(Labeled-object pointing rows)
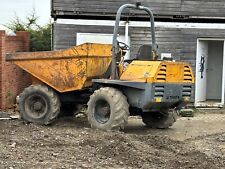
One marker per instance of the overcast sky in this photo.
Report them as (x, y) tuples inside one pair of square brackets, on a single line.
[(22, 8)]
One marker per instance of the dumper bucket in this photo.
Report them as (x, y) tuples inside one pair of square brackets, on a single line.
[(66, 70)]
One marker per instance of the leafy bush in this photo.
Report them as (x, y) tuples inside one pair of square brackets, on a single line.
[(40, 36)]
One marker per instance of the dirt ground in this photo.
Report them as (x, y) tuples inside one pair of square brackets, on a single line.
[(197, 142)]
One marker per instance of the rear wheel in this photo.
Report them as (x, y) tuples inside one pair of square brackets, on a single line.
[(108, 109), (160, 120), (39, 104)]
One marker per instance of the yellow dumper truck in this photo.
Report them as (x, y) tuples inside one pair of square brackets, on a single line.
[(95, 75)]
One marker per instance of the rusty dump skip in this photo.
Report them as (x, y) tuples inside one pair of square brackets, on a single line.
[(66, 70)]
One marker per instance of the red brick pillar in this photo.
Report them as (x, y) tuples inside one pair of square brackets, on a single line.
[(26, 39)]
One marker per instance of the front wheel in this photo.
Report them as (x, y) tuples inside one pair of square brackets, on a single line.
[(39, 104), (160, 120), (108, 109)]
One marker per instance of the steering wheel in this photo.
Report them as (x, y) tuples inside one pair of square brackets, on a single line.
[(123, 46)]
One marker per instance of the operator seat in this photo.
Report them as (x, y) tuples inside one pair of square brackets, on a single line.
[(145, 53)]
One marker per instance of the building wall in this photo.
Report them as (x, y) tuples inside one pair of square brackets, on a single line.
[(180, 42), (161, 8), (12, 79)]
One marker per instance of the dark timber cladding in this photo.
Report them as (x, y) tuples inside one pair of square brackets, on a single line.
[(178, 41), (163, 8)]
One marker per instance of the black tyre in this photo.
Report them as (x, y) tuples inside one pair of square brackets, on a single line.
[(108, 109), (160, 120), (39, 104)]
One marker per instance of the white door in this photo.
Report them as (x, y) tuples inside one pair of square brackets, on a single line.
[(201, 71)]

Given instruction:
Rewrite every line from the row containing "One marker per instance of the rusty" down to the end of the rows, with the requests included. Multiply each coordinate in the answers by 2.3 and round it to a whole number, rounding halves up.

Worked answer:
One marker per instance of the rusty dump skip in this photo.
Report them as (x, y) tuples inside one pair of square brackets, on a single line.
[(152, 161)]
One marker per instance of the red brick pillar in this photo.
Report them as (x, y) tuples inside one pair of square brackets, on a single line.
[(60, 90)]
One marker per instance of the front wheel in this photo.
Report them as (x, y) tuples inside one pair of square brackets, on a single line.
[(90, 239), (368, 276), (248, 251)]
One marker per instance of the steering wheel in this photo.
Report them as (x, y) tuples inside one pair of square brackets, on a single line.
[(283, 106)]
One marker per instance of the operator seat in this photo.
Report them as (x, y) tuples inside one pair of square brackets, on a single line.
[(334, 122)]
One marker per instance of the building wall in this photo.
Report them as (x, y) tuples inside one pair of square brackets, on a single line.
[(414, 97), (370, 18), (28, 182)]
One marker per instance of the dark timber cladding in this photo.
Report them as (x, y) tuples inside one pair of square brackets, on a single line.
[(409, 94), (375, 18)]
One marker per instance of the black tyre in this photo.
Report them as (x, y) tuples inside one pair of square brackets, on a single line.
[(248, 251), (368, 276), (90, 239)]
One marker per instance of the white door in this photo.
Report them as (x, y) tuples inside one pair of square brackets, on a single line.
[(462, 163)]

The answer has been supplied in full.